══ EXTRAIT DU TEXTE ══

Vous savez que Mgr Franić a blâmé la prudence des évêques et la tient en partie responsable de la guerre, dans la mesure où « Ils n’ont pas reconnu la voix de la Mère de Dieu qui proposait la paix » ou se sont « opposés sans relâche » (DN 14, p.114). L’appel urgent de la Vierge n’ayant pas été assez entendu, elle n’a pu sauver la situation. Je laisse à l’archevêque la responsabilité de son jugement publié par Gebetsakion, n’ayant personnellement pour cela ni autorité, ni compétence. (DN 13,14 et 15 : 1994, 1995, 1996).

Pendant la guerre qui mettait son diocèse à feu et à sang, Mgr Žanić s’était réfugié à Rome où il passa un long temps pour faire nommer un successeur qui continue sa lutte contre les franciscains et Medjugorje. Il l’obtint. L’abbé Perić, supérieur du séminaire croate à Rome, qui avait été son aide principal pour transmettre ses objections et griefs aux congrégations romaines, est donc devenu évêque du lieu, avec des convictions moins tranchées, mais moins impulsives, donc plus efficaces que Mgr Žanić. Certes, il garde la prudence épiscopale et n’a posé aucun jugement officiel négatif contre le pèlerinage, malgré bien des déclarations et actes défavorables.

═══
══ LIGNES DE DONNÉES ══

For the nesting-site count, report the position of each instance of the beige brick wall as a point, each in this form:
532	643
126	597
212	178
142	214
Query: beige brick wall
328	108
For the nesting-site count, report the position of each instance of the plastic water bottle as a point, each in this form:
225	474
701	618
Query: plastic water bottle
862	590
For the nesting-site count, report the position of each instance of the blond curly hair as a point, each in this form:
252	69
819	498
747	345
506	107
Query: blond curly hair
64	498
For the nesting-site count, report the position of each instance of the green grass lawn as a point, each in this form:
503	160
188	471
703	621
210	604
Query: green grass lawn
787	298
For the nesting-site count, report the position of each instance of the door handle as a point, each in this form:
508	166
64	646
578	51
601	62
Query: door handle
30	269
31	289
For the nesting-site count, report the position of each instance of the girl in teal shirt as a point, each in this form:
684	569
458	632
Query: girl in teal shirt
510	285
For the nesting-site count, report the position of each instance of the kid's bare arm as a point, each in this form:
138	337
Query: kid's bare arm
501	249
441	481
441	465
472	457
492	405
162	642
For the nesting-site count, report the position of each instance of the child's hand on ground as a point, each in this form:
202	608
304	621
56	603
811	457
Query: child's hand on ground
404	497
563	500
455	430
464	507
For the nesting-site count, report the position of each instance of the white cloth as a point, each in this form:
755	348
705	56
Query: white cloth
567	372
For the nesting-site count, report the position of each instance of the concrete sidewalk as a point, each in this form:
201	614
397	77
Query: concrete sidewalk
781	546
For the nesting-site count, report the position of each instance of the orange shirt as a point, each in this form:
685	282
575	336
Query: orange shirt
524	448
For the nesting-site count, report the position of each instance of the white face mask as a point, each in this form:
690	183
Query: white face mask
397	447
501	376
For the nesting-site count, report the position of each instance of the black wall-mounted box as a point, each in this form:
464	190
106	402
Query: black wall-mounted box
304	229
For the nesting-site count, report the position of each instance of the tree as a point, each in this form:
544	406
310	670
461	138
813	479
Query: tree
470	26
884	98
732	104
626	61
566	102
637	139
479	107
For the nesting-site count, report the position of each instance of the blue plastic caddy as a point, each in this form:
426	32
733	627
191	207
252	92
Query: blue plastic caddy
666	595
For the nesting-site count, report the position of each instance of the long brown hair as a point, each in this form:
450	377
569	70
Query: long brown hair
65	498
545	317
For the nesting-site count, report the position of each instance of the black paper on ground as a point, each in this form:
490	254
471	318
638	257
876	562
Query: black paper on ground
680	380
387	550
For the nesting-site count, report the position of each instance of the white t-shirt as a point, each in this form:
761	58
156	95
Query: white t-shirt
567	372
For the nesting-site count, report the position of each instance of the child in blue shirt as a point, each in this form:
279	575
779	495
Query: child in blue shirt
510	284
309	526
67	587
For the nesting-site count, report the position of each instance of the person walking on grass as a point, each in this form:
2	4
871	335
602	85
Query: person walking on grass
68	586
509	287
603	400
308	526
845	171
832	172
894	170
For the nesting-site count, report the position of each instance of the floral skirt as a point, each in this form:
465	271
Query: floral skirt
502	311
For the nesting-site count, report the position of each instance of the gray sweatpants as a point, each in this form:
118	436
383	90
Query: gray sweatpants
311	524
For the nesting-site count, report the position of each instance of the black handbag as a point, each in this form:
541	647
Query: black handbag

═══

▶ _CONSIGNES_:
(1) Relevez tous les ecclésiastiques que l'extrait sur Medjugorje désigne par leur nom, avec le titre qui les accompagne.
(2) D'après l'extrait sur Medjugorje, les affirmations suivantes sont-elles exactes ? Répondez par oui ou par non et citez les mots du texte qui tranchent.
(a) Pendant la guerre, Mgr Žanić s'était réfugié à Rome.
(b) L'abbé Perić dirigeait le séminaire croate de Paris.
(c) Le nouvel évêque a prononcé un jugement officiel négatif contre le pèlerinage.
(3) Reprenez la rédaction de l'extrait sur Medjugorje à la suite de sa dernière phrase.

▶ _RÉPONSES RÉDIGÉES_:
(1)
- Mgr Franić
- Mgr Žanić
- l'abbé Perić

(2)
(a) Oui : « Mgr Žanić s’était réfugié à Rome ».
(b) Non : « supérieur du séminaire croate à Rome ».
(c) Non : « n’a posé aucun jugement officiel négatif contre le pèlerinage ».

(3)
Mais à plusieurs reprises, il a interprété le jugement de la Conférence épiscopale (ci-dessus) de manière assez radicalement négative. Il l’a fait dire par son vicaire général, puis s’est exprimé lui-même dans « Crkva na Kamenu » (Église sur le roc, début 1995) en ces termes radicaux :

« Il est impossible de déclarer qu’il s’agit d’apparitions surnaturelles (à Medjugorje). Depuis la déclaration (épiscopale du 10 Avril 1991) il y a l’avis (négatif) de deux évêques de Mostar : le précédent et l’actuel (Mgr Perić parle ici de lui-même à la troisième personne). Ceux qui disent le contraire racontent de naïves histoires d’enfants(...). Nous en restons à l’évidence que la Sainte Vierge n’est apparue à personne à Medjugorje. »

Il ajoute toutefois (ce qui limite et contredit même son propos) :

- L’ordinaire de Mostar (Mgr Perić lui-même) n’admet que ce qu’ont dit les évêques (le 10 avril 1991) et ne croit pas aux histoires de Medjugorje. C’est ce que le Vicaire général a clairement mis en avant (dans une déclaration récente à la presse). Le texte même de la déclaration du 10 avril et l’interprétation autorisée du Cardinal Kuharić, principal auteur et signataire de la Déclaration épiscopale, citée plus haut, remettent les pendules à l’heure.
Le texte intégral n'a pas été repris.